Rezessionsgeschichte

Chart of the Week

3 min Lesedauer 26.05.2023

Nun ist es also doch so weit. Hatte die Schnellschätzung Ende April zum Bruttoinlandsprodukt im ersten Quartal 2023 noch auf 0,0 Prozent im Vergleich zum Vorquartal gelautet, also weder eine Zu- noch eine Abnahme der Wirtschaftstätigkeit, wurde der Wert nun nach Vorliegen detaillierterer Daten revidiert: Statt der zunächst angenommenen Stagnation ist die deutsche Wirtschaft in den ersten drei Monaten des Jahres um 0,3 Prozent geschrumpft. Verantwortlich dafür war vor allem ein schwacher März – und weil zu diesem schon vor der BIP-Revision Daten vorgelegen hatten, waren viele Ökonomen bereits davon ausgegangen, dass es hier eine Korrektur würde geben müssen.

ARBEITSAUFTRAG
Wiederholen Sie aus dem Auszug über die Rezession der deutschen Wirtschaft die Passage von „3 min Lesedauer“ bis „würde geben müssen.“ wörtlich.

Einträge aus einer Sammlung
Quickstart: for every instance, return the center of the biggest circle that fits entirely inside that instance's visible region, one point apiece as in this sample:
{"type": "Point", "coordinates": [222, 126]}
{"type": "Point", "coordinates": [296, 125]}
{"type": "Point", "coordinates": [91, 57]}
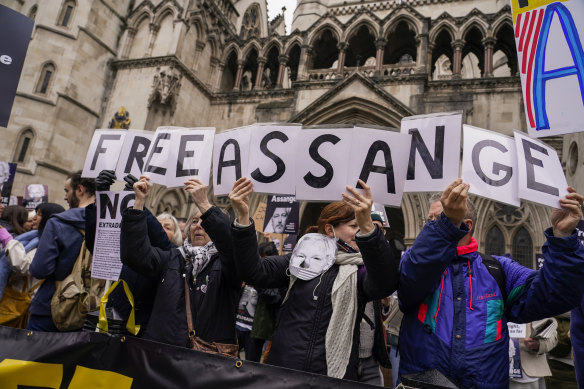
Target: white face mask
{"type": "Point", "coordinates": [313, 255]}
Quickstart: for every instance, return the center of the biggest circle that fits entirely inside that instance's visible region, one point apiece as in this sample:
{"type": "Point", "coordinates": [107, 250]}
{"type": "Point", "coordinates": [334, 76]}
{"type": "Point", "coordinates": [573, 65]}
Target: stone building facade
{"type": "Point", "coordinates": [222, 63]}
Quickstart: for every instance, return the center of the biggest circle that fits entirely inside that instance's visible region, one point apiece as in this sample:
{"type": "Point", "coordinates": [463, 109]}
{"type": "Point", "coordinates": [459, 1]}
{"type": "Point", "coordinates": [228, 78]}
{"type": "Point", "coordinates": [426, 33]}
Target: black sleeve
{"type": "Point", "coordinates": [382, 265]}
{"type": "Point", "coordinates": [218, 227]}
{"type": "Point", "coordinates": [136, 251]}
{"type": "Point", "coordinates": [267, 272]}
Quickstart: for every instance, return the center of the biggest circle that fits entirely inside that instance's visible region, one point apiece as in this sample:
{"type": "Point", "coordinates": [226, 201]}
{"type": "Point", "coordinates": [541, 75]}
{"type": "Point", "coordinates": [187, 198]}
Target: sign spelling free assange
{"type": "Point", "coordinates": [15, 30]}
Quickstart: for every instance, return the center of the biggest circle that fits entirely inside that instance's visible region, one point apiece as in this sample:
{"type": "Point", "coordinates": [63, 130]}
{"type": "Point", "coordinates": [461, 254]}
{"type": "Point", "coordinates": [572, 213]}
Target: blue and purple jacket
{"type": "Point", "coordinates": [455, 319]}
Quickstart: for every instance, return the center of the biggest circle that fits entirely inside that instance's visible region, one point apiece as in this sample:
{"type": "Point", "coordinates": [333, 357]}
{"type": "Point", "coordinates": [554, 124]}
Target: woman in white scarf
{"type": "Point", "coordinates": [317, 329]}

LÖSUNG DER AUFGABE
3 min Lesedauer 26.05.2023

Nun ist es also doch so weit. Hatte die Schnellschätzung Ende April zum Bruttoinlandsprodukt im ersten Quartal 2023 noch auf 0,0 Prozent im Vergleich zum Vorquartal gelautet, also weder eine Zu- noch eine Abnahme der Wirtschaftstätigkeit, wurde der Wert nun nach Vorliegen detaillierterer Daten revidiert: Statt der zunächst angenommenen Stagnation ist die deutsche Wirtschaft in den ersten drei Monaten des Jahres um 0,3 Prozent geschrumpft. Verantwortlich dafür war vor allem ein schwacher März – und weil zu diesem schon vor der BIP-Revision Daten vorgelegen hatten, waren viele Ökonomen bereits davon ausgegangen, dass es hier eine Korrektur würde geben müssen.